>> start Information supplied

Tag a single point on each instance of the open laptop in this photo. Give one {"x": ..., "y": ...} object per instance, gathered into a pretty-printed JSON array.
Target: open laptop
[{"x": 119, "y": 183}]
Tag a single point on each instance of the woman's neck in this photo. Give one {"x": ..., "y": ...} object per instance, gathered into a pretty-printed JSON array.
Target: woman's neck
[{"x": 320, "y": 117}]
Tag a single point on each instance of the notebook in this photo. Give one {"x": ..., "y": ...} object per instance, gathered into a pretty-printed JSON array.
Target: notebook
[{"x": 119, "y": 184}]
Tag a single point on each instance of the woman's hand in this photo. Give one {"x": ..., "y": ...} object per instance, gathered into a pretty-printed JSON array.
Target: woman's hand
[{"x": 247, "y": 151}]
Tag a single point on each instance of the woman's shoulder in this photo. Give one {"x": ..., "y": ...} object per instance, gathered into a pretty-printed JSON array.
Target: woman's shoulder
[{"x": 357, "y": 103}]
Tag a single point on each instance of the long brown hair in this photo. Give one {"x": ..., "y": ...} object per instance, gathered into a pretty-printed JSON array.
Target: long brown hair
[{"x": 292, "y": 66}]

>> end Information supplied

Produce a verbatim transcription of the entries above.

◆ Full solution ◆
Tag a single point on each instance of the open laptop in this photo. Give one {"x": ..., "y": ...} object per instance, gathered into a pretty-printed JSON array.
Target: open laptop
[{"x": 119, "y": 183}]
Tag a single point on each instance of the woman's neck in this photo. Give one {"x": ..., "y": ...} object per instance, gathered into a pretty-printed JSON array.
Target: woman's neck
[{"x": 320, "y": 117}]
Tag a single point on each instance of the notebook in this photo. Give one {"x": ..., "y": ...} object per instance, gathered into a pretty-printed JSON array.
Target: notebook
[{"x": 119, "y": 184}]
Tag a single point on each instance of the woman's hand in this photo. Give one {"x": ..., "y": ...} object per instance, gathered into a pretty-printed JSON array.
Target: woman's hand
[{"x": 247, "y": 151}]
Tag a single point on each instance of the woman's shoulder in this photo. Give one {"x": ..., "y": ...} object per instance, gathered into a pretty-printed JSON array.
Target: woman's shoulder
[{"x": 357, "y": 103}]
Tag a single point on each instance of the long brown hair in this photo. Give one {"x": ..., "y": ...} object per instance, gathered into a pretty-printed JSON array.
Target: long brown hair
[{"x": 292, "y": 66}]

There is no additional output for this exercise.